Raw records
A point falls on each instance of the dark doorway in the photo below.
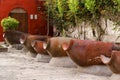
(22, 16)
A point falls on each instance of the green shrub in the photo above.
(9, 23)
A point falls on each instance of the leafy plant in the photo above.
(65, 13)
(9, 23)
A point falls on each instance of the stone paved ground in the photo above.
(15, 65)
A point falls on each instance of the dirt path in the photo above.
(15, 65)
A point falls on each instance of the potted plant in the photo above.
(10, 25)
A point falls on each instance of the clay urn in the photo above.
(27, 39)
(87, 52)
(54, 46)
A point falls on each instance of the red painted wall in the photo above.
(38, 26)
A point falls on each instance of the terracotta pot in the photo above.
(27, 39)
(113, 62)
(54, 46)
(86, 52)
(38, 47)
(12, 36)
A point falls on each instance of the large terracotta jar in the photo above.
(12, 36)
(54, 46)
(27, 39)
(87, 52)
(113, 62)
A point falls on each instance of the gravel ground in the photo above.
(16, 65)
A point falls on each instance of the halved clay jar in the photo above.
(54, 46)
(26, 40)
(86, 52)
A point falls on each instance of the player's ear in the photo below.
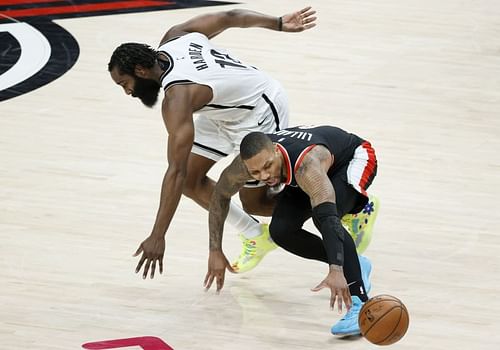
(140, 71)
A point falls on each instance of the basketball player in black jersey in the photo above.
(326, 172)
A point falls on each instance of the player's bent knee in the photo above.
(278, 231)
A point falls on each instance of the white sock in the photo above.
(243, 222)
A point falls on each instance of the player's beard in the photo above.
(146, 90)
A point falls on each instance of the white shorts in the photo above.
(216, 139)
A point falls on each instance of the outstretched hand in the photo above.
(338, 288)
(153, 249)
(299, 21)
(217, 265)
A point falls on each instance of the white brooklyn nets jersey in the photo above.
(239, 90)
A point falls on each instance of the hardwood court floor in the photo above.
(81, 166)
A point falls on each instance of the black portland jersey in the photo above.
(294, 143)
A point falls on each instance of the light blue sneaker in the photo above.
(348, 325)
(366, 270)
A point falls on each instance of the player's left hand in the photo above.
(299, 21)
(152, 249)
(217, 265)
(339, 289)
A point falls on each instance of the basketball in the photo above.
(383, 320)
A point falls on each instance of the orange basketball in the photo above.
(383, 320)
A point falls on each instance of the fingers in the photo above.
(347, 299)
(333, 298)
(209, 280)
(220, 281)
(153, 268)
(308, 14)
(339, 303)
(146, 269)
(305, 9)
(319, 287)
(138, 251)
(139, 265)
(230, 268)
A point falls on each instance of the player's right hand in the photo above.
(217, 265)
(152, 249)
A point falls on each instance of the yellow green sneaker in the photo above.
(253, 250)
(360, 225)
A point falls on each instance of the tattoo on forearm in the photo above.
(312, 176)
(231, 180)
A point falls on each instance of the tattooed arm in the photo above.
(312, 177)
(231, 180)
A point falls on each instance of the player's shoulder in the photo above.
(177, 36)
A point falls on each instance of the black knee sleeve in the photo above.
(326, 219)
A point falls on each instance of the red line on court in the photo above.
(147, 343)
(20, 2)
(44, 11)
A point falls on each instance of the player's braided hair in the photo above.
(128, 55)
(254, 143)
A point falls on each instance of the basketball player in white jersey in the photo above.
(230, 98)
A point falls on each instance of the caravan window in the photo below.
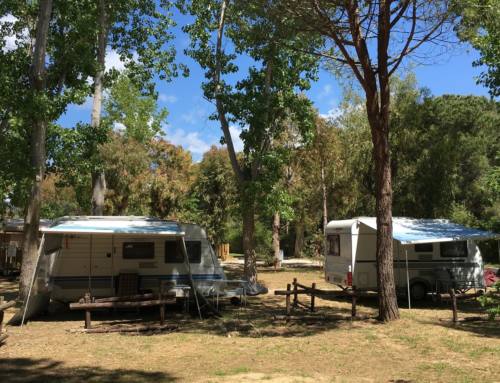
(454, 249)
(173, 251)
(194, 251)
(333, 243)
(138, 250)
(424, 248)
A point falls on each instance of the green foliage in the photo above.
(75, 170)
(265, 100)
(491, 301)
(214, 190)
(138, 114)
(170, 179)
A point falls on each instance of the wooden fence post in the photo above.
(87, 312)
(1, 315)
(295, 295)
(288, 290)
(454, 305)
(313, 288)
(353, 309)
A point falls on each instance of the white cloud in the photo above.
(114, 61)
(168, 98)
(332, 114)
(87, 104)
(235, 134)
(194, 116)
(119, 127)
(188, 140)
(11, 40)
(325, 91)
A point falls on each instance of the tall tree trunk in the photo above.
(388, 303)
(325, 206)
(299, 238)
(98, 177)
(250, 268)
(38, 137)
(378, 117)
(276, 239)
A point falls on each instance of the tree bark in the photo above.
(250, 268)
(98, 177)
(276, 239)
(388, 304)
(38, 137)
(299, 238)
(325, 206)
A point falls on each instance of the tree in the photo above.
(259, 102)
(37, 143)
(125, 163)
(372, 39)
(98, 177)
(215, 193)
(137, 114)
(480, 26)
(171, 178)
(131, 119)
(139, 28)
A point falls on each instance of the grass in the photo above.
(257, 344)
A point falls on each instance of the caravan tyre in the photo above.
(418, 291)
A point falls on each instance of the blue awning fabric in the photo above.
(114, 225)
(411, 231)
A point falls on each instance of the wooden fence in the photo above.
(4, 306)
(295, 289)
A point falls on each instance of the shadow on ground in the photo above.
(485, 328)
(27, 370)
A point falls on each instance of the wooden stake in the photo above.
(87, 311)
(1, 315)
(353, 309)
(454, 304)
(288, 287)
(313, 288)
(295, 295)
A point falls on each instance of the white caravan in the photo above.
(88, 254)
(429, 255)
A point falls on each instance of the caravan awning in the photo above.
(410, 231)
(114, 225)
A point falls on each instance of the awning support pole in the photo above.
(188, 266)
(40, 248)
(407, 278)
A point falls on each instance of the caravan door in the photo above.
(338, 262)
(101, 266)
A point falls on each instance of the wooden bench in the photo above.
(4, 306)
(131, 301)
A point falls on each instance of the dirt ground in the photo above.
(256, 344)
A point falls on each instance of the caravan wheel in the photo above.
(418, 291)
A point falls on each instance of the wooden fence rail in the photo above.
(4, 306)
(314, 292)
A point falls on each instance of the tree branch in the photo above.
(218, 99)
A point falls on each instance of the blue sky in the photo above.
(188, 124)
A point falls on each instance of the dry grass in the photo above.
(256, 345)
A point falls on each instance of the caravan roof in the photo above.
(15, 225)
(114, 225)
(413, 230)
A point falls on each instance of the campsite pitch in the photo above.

Exercise requirements
Could you update the items above that start at the line containing "A point falls on each instance of the awning" and run through the end of the items, giving only those lines with "caravan" changed to "camper" and everything else unchanged?

Expected output
A point falls on each instance of the awning support pole in the photo above.
(188, 266)
(40, 248)
(407, 278)
A point falls on each instance of the camper door in the photo above.
(338, 262)
(101, 266)
A point falls on each instance of the wooden bench in the photo above.
(4, 306)
(131, 301)
A point falls on each instance of the dirt ground in the photo above.
(256, 344)
A point falls on each instance of the camper wheel in the photo above.
(418, 291)
A point falls on each instance of the wooden fence rail in the photo above.
(4, 306)
(314, 292)
A point falls on each instance of the tree branch in the photo above.
(218, 99)
A point falls on each instance of the blue sky in the photo above.
(188, 124)
A point falls on each instance of the dry grass in the photo above.
(256, 345)
A point falls on each instance of the camper roof in the photo above.
(15, 225)
(114, 225)
(413, 230)
A point falls on each instance of the campsite pitch in the photo above.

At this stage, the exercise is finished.